Can you lay out the material from the line containing "For each instance of the kettle spout, the" through the line containing "pixel 391 131", both ends included, as a two-column CSV with the columns input and output? Each row should pair a text with its answer, with each value in one quoted field and any line breaks replaced by spaces.

##### Data for the task #####

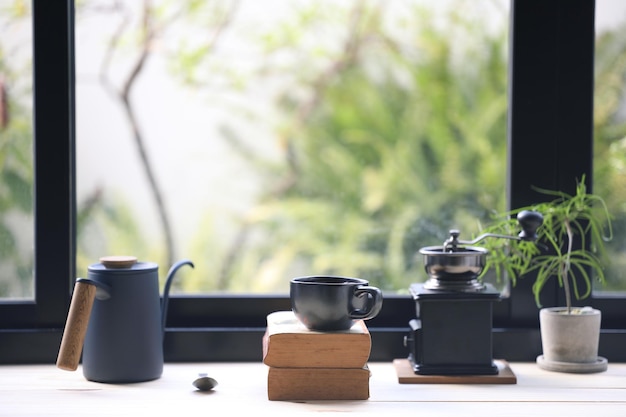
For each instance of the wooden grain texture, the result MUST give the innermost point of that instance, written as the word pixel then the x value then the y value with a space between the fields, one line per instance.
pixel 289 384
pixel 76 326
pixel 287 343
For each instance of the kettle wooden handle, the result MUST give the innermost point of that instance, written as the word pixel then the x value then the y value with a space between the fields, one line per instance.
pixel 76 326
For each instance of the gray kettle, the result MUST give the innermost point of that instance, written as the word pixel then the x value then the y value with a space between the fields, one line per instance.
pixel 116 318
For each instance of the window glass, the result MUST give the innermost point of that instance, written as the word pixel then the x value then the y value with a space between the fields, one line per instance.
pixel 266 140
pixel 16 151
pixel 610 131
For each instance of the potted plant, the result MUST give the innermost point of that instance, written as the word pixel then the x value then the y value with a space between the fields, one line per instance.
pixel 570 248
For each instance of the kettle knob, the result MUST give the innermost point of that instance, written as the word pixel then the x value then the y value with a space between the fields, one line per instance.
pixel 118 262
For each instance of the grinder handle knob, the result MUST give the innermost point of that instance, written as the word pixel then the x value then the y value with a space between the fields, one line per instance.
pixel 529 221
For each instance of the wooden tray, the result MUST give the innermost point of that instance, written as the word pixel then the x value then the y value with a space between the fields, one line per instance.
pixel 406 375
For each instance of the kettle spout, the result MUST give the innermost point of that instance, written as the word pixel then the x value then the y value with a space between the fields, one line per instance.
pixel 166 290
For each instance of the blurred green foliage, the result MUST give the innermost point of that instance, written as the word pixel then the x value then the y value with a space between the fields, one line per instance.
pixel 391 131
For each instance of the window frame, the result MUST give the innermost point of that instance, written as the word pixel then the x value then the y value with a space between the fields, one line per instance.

#####
##### Data for the task #####

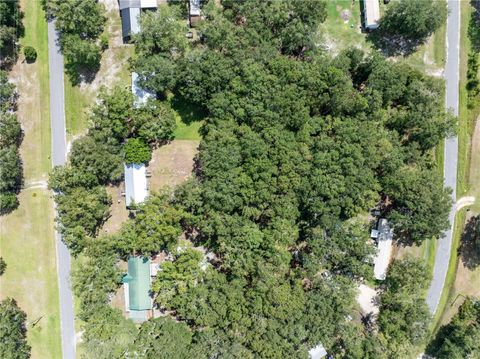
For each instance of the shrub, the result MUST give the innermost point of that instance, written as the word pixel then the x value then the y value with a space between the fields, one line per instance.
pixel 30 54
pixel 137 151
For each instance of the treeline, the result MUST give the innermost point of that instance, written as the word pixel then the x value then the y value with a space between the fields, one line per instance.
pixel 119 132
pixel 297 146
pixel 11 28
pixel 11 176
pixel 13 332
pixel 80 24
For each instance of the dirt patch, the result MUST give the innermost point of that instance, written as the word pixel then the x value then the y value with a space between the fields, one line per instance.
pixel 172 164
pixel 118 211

#####

Expected answer:
input,output
"For each instance of the kettle spout, the result MUST give the innermost point of that instance, written as the word pixel then the x value then the y value with a space between the fields, one line per instance.","pixel 166 290"
"For each instance of the blurred green foliage, the result MUST give the innermost point of that instance, written as the word pixel then the x value then the y value with a space between the fields, one line per instance.","pixel 391 131"